─── SOURCE DOCUMENT ───

Senior Judge of the United States District Court for the Southern District of Florida
- In office September 15, 1975 – July 16, 1980

Judge of the United States District Court for the Southern District of Florida
- In office September 1, 1965 – September 15, 1975
- Appointed by: Lyndon B. Johnson
- Preceded by: Emett Clay Choate
- Succeeded by: Sidney Aronovitz

Personal details
- Born: William Osborne Mehrtens January 24, 1905 Savannah, Georgia
- Died: July 16, 1980 (aged 75)
- Education: Fredric G. Levin College of Law (LL.B.)

= William O. Mehrtens =

American judge

William Osborne Mehrtens (January 24, 1905 – July 16, 1980) was a United States district judge of the United States District Court for the Southern District of Florida.

==Education and career==

Born on January 24, 1905, in Savannah, Georgia, Mehrtens received his Bachelor of Laws from the Fredric G. Levin College of Law at the University of Florida in 1932. He was in private practice in Miami, Florida from 1933 to 1965 and served in the United States Naval Reserve as a lieutenant commander from 1942 to 1945, during World War II.

==Federal judicial service==

President Lyndon B. Johnson nominated Mehrtens to the United States District Court for the Southern District of Florida on August 20, 1965, to a seat vacated by Judge Emmett Clay Choate. He was confirmed by the United States Senate on August 31, 1965, and received his commission the next day. Mehrtens assumed senior status on September 15, 1975, and remained in that status until his death on July 16, 1980.

───

* DESCRIPTION OF THE TASK
Copy the biography of William O. Mehrtens above word for word and in full.

─── ENTRIES ───

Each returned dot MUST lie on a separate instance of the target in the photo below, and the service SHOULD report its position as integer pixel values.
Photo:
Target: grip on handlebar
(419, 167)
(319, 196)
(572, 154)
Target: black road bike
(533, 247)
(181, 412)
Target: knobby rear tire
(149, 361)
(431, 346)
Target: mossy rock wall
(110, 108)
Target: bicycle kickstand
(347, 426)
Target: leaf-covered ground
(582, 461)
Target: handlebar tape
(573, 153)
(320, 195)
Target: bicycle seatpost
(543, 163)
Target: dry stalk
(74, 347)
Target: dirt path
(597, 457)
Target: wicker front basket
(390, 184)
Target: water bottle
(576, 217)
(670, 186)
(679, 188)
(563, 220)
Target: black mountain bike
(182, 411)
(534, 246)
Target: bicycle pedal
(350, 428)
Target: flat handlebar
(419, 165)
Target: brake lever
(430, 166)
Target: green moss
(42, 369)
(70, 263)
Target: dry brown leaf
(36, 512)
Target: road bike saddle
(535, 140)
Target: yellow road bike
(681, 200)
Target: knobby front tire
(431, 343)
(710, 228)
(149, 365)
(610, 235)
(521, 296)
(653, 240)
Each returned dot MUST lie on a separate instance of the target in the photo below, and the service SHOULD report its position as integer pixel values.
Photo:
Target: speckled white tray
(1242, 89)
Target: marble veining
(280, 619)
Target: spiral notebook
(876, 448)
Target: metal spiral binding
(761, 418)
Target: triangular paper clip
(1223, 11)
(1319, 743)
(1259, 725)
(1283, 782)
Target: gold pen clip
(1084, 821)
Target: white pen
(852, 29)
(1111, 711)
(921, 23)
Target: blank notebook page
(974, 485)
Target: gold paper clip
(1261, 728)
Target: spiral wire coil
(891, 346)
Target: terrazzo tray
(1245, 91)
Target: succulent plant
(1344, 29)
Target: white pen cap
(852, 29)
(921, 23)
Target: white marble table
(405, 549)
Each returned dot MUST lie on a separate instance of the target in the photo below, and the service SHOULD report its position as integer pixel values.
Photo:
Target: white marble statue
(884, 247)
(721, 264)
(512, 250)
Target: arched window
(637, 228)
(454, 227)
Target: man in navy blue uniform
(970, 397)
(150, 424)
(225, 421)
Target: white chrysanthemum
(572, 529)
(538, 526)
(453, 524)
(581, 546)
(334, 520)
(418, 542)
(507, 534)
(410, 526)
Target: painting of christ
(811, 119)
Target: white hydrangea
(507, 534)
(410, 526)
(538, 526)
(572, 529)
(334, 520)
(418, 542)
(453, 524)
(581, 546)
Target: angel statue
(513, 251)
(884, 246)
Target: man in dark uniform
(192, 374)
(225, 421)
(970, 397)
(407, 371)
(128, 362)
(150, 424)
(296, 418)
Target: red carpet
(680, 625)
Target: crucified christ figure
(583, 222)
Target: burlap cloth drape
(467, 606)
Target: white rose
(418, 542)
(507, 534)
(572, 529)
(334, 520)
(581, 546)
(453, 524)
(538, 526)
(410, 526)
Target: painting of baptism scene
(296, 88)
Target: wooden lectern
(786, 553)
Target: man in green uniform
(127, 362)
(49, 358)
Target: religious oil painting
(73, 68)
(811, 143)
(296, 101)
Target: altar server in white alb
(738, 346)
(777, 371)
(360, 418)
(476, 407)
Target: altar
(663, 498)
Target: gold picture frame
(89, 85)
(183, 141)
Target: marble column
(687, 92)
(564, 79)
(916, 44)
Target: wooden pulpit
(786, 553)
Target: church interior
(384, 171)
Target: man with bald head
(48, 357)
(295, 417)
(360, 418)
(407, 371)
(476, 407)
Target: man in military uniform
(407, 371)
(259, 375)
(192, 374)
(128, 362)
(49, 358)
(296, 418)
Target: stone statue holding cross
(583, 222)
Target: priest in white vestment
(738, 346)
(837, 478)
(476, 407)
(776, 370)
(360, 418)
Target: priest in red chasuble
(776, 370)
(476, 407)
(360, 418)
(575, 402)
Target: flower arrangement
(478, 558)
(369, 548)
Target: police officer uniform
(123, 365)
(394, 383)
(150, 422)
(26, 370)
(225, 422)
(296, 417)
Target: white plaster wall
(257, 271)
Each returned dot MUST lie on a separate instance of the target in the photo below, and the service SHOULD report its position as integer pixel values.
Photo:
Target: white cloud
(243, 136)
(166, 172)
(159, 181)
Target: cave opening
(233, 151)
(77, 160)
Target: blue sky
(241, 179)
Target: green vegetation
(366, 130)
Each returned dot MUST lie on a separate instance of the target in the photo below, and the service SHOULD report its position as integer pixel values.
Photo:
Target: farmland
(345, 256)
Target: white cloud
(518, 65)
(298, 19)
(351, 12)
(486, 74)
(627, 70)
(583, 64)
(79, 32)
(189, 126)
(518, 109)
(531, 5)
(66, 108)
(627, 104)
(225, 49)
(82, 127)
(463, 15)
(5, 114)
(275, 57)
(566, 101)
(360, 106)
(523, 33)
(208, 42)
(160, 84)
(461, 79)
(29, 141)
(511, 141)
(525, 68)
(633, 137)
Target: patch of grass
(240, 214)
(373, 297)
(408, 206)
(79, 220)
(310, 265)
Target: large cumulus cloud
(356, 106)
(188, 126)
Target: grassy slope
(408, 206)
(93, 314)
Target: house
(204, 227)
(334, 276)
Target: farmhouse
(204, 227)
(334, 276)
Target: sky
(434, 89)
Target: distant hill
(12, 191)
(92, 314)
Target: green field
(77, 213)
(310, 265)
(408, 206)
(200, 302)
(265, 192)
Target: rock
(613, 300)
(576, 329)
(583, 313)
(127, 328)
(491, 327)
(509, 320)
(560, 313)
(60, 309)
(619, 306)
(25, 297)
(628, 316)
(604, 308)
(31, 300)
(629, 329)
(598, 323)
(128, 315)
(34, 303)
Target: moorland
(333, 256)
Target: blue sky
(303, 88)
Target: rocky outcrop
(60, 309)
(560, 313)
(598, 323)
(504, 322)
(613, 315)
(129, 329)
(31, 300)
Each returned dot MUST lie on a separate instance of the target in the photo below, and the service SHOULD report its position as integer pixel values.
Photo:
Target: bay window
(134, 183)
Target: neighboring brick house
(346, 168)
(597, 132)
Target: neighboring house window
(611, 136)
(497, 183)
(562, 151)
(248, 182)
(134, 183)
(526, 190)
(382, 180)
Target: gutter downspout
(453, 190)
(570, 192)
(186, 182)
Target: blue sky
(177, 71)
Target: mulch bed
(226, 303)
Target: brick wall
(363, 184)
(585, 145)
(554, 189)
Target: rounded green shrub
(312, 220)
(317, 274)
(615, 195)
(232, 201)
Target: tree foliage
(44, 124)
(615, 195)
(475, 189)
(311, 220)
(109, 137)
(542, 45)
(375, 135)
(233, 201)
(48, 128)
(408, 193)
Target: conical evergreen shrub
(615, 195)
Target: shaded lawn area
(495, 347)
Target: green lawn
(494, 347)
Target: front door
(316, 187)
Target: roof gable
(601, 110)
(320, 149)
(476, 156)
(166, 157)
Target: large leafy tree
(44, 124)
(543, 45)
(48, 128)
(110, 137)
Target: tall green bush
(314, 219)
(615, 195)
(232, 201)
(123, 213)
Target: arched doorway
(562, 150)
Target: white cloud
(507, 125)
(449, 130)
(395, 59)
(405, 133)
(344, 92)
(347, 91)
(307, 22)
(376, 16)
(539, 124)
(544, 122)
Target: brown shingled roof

───

* REPLY
Senior Judge of the United States District Court for the Southern District of Florida
- In office September 15, 1975 – July 16, 1980

Judge of the United States District Court for the Southern District of Florida
- In office September 1, 1965 – September 15, 1975
- Appointed by: Lyndon B. Johnson
- Preceded by: Emett Clay Choate
- Succeeded by: Sidney Aronovitz

Personal details
- Born: William Osborne Mehrtens January 24, 1905 Savannah, Georgia
- Died: July 16, 1980 (aged 75)
- Education: Fredric G. Levin College of Law (LL.B.)

= William O. Mehrtens =

American judge

William Osborne Mehrtens (January 24, 1905 – July 16, 1980) was a United States district judge of the United States District Court for the Southern District of Florida.

==Education and career==

Born on January 24, 1905, in Savannah, Georgia, Mehrtens received his Bachelor of Laws from the Fredric G. Levin College of Law at the University of Florida in 1932. He was in private practice in Miami, Florida from 1933 to 1965 and served in the United States Naval Reserve as a lieutenant commander from 1942 to 1945, during World War II.

==Federal judicial service==

President Lyndon B. Johnson nominated Mehrtens to the United States District Court for the Southern District of Florida on August 20, 1965, to a seat vacated by Judge Emmett Clay Choate. He was confirmed by the United States Senate on August 31, 1965, and received his commission the next day. Mehrtens assumed senior status on September 15, 1975, and remained in that status until his death on July 16, 1980.